What to work on:
Continue the forum thread on copper versus aluminum flashlight heat sinks, picking up right after its final sentence.

Text provided:

————————

If the aluminum is more effective as you suggest, then how do you make sense of his statement that the copper heat sink feels much cooler?


----------



## 65535 (Sep 5, 2009)

The Dane said:


> The heatcapacity of:
> Alu is 0.9 joule/gram
> Cup is 0.39 joule/gram
> 
> ...



If those figures are right.

Al has a Hc of 2.43 joules/cm^3
Cu has a Hc of 3.4944 joules/cm^3

So copper should be the best heat sinking material all around.

Although I believe Silver is a better conductor and has a higher Hc than copper.

Being around $15 an ounce it isn't cheap, but for custom lights it could be beneficial.


----------



## gadget_lover (Sep 5, 2009)

mudman cj said:


> If the aluminum is more effective as you suggest, then how do you make sense of his statement that the copper heat sink feels much cooler?




If you think about the purpose of a heat sink, it is to move heat from a source to a place it can radiate away ( the sink) . In this case the destination is the flashlight body. From there it can radiate away (infrared) or be exchanged with the air.

Since both lights are externally the same, it's reasonable to assume that they get rid of heat equally well.

We are assuming that both of the heat sources (LEDs, Batteries and converters) are equal.

————————

Rows:
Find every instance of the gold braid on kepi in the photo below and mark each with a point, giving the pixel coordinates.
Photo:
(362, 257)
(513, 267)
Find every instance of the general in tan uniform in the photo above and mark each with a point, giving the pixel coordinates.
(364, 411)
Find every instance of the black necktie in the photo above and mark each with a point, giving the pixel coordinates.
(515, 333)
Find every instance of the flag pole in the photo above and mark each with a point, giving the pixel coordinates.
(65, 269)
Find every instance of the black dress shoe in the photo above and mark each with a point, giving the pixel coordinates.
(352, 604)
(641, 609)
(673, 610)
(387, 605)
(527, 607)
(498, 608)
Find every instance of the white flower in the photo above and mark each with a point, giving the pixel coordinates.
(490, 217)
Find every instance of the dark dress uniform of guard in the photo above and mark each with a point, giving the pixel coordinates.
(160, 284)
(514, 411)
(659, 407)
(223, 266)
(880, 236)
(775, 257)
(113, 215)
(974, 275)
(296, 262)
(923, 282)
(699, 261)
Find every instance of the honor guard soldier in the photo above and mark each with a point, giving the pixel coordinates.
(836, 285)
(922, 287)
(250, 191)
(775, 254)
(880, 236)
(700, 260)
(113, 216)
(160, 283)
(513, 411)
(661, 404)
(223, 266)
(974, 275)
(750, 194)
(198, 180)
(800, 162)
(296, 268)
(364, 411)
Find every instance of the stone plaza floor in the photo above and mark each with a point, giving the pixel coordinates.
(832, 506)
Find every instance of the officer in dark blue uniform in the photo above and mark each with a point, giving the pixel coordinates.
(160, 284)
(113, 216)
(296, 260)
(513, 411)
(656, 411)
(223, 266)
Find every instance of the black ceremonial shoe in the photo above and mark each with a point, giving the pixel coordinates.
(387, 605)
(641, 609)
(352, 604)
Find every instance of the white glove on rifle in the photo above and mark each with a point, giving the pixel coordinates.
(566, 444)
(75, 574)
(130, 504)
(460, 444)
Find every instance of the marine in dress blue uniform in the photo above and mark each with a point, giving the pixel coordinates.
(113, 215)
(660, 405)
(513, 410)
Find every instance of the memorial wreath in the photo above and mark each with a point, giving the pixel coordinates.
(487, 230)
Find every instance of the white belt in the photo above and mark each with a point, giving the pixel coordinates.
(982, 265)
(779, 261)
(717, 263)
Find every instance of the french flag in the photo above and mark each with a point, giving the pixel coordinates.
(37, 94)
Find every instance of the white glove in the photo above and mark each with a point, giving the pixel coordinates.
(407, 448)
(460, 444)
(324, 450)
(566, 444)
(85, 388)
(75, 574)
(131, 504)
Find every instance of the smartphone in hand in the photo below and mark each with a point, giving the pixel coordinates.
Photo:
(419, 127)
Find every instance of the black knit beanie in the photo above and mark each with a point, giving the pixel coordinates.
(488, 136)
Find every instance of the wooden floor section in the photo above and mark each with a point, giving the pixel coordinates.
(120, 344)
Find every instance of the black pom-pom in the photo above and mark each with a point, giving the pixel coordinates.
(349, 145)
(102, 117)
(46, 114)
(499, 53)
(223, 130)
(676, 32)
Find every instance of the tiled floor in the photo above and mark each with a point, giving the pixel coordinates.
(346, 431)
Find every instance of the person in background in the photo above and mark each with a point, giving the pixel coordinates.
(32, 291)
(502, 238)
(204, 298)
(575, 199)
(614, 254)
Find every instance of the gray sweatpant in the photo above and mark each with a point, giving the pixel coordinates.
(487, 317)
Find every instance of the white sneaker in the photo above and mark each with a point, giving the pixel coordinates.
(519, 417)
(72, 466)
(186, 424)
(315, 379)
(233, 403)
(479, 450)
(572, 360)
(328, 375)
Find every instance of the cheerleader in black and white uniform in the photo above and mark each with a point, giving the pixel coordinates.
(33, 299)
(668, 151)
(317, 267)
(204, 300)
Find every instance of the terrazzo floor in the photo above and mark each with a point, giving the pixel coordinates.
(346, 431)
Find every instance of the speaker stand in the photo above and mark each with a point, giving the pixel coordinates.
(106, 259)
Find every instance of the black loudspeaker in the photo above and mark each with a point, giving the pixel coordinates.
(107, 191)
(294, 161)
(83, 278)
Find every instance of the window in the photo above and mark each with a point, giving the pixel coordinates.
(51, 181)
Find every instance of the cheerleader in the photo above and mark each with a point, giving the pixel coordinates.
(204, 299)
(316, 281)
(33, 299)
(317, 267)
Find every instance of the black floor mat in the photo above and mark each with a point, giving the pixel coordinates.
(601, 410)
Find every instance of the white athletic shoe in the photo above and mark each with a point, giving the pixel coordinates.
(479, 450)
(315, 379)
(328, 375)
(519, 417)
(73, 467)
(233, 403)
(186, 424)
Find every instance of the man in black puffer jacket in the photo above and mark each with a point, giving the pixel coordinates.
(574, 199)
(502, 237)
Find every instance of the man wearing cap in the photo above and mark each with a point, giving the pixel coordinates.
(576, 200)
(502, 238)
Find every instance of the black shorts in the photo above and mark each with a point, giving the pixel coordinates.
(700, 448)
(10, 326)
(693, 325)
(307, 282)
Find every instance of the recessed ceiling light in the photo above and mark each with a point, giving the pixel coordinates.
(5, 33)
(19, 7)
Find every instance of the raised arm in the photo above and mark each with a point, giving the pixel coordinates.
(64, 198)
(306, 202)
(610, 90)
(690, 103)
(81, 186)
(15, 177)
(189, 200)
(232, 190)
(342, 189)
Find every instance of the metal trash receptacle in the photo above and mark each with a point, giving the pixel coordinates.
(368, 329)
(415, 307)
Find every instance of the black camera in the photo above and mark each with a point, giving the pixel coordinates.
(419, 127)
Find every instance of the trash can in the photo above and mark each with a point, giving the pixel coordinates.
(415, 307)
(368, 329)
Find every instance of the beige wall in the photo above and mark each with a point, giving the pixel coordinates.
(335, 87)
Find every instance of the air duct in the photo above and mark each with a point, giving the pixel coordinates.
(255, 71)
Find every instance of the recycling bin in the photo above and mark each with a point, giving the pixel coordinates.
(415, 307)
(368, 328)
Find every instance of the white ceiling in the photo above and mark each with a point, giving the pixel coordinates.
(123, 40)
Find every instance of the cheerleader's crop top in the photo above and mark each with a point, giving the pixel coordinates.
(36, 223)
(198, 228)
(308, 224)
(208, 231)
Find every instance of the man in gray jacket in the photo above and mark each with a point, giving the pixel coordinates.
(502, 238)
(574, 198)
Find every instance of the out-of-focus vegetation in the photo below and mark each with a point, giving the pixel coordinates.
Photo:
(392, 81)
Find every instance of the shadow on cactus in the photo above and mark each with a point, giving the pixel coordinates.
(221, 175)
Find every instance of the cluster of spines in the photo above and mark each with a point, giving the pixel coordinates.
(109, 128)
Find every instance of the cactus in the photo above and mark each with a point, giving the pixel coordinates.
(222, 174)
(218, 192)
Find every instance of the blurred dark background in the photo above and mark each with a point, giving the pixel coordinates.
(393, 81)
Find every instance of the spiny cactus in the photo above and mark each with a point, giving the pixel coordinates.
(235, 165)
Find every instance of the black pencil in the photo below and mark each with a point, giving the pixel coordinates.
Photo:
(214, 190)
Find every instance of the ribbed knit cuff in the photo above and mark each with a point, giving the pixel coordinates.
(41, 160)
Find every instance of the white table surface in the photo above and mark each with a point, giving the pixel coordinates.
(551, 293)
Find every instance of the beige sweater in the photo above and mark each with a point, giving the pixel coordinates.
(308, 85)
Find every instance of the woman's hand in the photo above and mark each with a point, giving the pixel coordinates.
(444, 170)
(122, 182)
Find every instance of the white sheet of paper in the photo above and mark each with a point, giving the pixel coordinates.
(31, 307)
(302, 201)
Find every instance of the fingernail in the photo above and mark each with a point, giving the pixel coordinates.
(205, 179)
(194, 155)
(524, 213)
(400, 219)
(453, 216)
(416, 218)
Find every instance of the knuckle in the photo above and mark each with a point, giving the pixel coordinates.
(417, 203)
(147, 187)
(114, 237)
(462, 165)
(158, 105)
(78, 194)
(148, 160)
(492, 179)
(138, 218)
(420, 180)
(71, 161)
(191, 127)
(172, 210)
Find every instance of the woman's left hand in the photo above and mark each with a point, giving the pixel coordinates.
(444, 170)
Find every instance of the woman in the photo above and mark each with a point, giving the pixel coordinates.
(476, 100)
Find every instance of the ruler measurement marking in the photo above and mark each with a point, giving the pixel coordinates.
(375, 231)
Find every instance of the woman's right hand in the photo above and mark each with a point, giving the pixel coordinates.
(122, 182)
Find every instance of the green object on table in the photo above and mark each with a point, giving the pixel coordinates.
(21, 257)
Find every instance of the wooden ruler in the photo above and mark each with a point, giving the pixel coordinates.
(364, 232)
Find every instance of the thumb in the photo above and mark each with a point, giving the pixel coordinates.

————————

Reply:
Given those assumptions, the more efficient heat sink is the one that raises the temperature of the body to a higher level, since is is conducting a higher level of heat to the body.

If the heat sink magically eats energy (making it disappear ) then the cooler light would be the best one. Nothing actually eats energy without transforming it into something. There's some silly law about that. 

Think of coffee in a steel coffee mug and a thermos mug made of steel. The plain one will be hot to touch outside but the coffee will quickly cool. The thermos one will be cool outside but the coffee will stay hot for hours.

Daniel


----------



## jar3ds (Sep 5, 2009)

so in regards to the 'copper plug' or 'copper pill' that is then inserted into the center of a piece of aluminum:







what is better?:

1) make the light out of a single piece of solid aluminum (no thermal barriers jump the heat over)

2) or use the copper pill surrounded by aluminum?

how much does a thermal gap or barrier create a negative effect?


----------



## mudman cj (Sep 5, 2009)

gadget_lover said:


> If you think about the purpose of a heat sink, it is to move heat from a source to a place it can radiate away ( the sink) . In this case the destination is the flashlight body. From there it can radiate away (infrared) or be exchanged with the air.
> 
> Since both lights are externally the same, it's reasonable to assume that they get rid of heat equally well.
> 
> ...



First of all, I must apologize for confusing the situation with a misinterpretation of GLOCK18's post. I thought I read that the copper heat sink was much cooler, but after re-reading it I see that he was saying the light with the copper heat sink was much cooler as the numbers show.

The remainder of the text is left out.